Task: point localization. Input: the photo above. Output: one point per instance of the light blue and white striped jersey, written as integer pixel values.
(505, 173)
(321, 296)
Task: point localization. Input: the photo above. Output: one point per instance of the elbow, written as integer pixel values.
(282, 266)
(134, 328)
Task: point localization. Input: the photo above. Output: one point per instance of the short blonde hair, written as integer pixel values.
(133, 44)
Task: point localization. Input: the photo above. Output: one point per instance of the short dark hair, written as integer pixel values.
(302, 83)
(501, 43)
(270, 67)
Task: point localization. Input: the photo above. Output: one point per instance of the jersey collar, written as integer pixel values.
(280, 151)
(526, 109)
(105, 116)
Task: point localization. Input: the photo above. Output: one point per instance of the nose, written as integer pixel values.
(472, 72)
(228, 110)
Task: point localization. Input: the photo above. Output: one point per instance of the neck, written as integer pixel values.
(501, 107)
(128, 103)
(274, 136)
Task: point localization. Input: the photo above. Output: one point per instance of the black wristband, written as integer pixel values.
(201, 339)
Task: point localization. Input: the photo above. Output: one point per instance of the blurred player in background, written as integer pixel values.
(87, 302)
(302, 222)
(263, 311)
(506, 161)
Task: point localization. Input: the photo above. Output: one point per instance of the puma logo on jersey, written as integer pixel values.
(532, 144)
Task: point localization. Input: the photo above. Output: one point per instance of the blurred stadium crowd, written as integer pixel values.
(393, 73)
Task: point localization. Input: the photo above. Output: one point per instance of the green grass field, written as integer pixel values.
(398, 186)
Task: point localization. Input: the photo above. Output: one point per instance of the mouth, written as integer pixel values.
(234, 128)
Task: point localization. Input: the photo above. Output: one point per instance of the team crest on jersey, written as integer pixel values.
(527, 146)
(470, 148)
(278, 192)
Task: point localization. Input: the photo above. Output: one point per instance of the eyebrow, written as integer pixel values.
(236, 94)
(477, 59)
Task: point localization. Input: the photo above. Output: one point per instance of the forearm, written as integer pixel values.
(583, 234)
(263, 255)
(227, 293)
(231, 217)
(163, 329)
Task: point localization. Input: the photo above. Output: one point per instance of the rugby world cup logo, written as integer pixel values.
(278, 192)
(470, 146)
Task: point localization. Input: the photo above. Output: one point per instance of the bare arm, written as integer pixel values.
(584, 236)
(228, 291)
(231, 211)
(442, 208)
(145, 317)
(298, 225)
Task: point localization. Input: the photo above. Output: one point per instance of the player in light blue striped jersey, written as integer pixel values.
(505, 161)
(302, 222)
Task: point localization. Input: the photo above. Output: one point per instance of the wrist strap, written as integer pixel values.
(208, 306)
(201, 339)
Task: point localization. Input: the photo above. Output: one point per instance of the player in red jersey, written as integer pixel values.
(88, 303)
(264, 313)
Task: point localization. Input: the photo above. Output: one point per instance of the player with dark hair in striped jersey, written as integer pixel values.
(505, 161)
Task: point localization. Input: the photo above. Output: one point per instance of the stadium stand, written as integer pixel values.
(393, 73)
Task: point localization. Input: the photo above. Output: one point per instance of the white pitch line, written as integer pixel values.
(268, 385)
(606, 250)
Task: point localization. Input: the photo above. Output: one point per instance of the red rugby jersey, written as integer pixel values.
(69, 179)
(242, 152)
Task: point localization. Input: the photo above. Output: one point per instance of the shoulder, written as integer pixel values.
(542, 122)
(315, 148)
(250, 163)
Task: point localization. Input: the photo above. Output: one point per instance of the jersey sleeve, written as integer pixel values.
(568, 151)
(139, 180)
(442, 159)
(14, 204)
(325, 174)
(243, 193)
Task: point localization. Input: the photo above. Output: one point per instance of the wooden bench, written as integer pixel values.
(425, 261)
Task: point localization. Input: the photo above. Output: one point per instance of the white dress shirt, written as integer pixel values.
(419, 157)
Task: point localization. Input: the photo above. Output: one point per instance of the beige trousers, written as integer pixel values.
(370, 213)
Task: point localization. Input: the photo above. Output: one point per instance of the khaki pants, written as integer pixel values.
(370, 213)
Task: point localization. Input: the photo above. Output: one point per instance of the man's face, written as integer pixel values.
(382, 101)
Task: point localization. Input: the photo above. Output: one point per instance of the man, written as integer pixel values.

******

### TASK GOAL
Set down the listing above in its entirety, exactly as written.

### RESPONSE TO THE EXERCISE
Task: point localization. Input: the photo above. Output: one point per instance of the light blue and white striped jersey, written as integer pixel values.
(505, 173)
(321, 296)
Task: point localization. Input: the photo above. Output: one point per instance of the elbow, written as integer pixel values.
(282, 266)
(134, 328)
Task: point localization. Input: the photo above. Output: one point per instance of the short blonde hair, written as integer pixel values.
(133, 44)
Task: point localization. Input: the photo above. Output: one point per instance of the short dark hair, written as integer pixel values.
(302, 83)
(501, 43)
(270, 67)
Task: point localization. Input: the photo above. Output: one point per instance of the jersey collar, written as integer pixel values.
(280, 151)
(526, 109)
(105, 116)
Task: point localization. Input: the photo above. Output: one point per instance of the nose, written as integer pixel values.
(472, 72)
(228, 110)
Task: point localization. Input: the photo above. Output: one point per instance of the neck, written as integer pixel values.
(501, 107)
(128, 103)
(274, 136)
Task: point localization. Input: the photo above. Output: one point per instance of the black wristband, written as integer pixel values.
(201, 339)
Task: point localization. Input: the photo above. Output: one point per instance of the blurred player in background, written as integer pixel values.
(87, 302)
(302, 222)
(263, 311)
(506, 161)
Task: point localization. Input: the photo above. Output: one point per instance of the puma logo on jersey, written as integer pixel values.
(532, 144)
Task: point localization. Input: the photo above. Output: one point per instance of the blurred stadium crowd, written as integer pixel values.
(393, 73)
Task: point localization. Input: the photo above. Output: one point per instance of the green grass field, written as integer pixel values.
(398, 186)
Task: point localization. Input: the photo above. Output: one point per instance of the mouth, written as integer pixel values.
(234, 128)
Task: point localization. Input: the photo above. Output: one point per instance of the team crest on jersey, written as integer pixel values.
(527, 146)
(470, 148)
(278, 192)
Task: point localization. Input: the photo above. Output: one point per instance of the eyebrow, written as integer pixel values.
(236, 94)
(477, 59)
Task: point localization. Input: the photo above. Output: one point per instance of the forearm, written as integer pixel values.
(583, 234)
(263, 255)
(227, 293)
(231, 217)
(163, 329)
Task: point localization. Input: the photo above. Output: one point per instance of the rugby world cup logo, written as integer pixel values.
(278, 192)
(470, 146)
Task: point localization. Input: the photo above. Output: one point per instance of the bare arm, written as integer pixel values.
(584, 236)
(228, 291)
(231, 211)
(442, 208)
(145, 317)
(298, 225)
Task: point localization. Input: the photo above. Output: one point per instance of the player in light blue striped jersey, written as integer pixel values.
(505, 161)
(302, 222)
Task: point localization. Input: the photo above. Output: one point per instance of the wrist strap, written as integer pixel values.
(208, 306)
(201, 339)
Task: point localization. Input: the photo above. Output: one point per instance of the player in red jersey, written as integer pixel values.
(88, 303)
(264, 313)
Task: point localization. Input: the photo above. Output: one point per instance of the player with dark hair in striped jersey, written as integer pixel values.
(505, 161)
Task: point localization. Input: the photo above. Output: one point per instance of the stadium stand, written as integer pixel values.
(393, 73)
Task: point localization. Input: the photo above. Output: one point per instance of the white pitch line, written as integer pixel values.
(268, 385)
(606, 250)
Task: point localization. Input: the photo above. Output: one point per instance of the red rugby jersey, written as integer pixel values.
(69, 179)
(242, 152)
Task: point localization. Input: the photo above. Output: one point per instance of the shoulder, written as integer pixel values.
(542, 122)
(315, 148)
(250, 163)
Task: point localization. Input: the photo above. Output: one point per instance of the jersey sleeve, written as integer pixel values.
(568, 151)
(139, 180)
(442, 159)
(14, 204)
(325, 174)
(243, 193)
Task: point localization. Input: the photo above. Output: one point per instance of the wooden bench, written as integer pixel values.
(425, 261)
Task: point localization. Input: the photo above. Output: one point per instance of the white dress shirt, written as integer pixel values.
(419, 157)
Task: point localization. Input: the photo above. Output: one point per instance of the beige trousers, written as integer pixel values.
(370, 213)
Task: point localization. Input: the photo above. Output: one point per instance of the khaki pants, written as integer pixel values.
(370, 213)
Task: point localization. Input: the photo above. Output: one point per instance of the man's face, written as integer pixel values.
(382, 101)
Task: point localization. Input: the photo above. Output: one point per instance of the man, written as integer pixel values.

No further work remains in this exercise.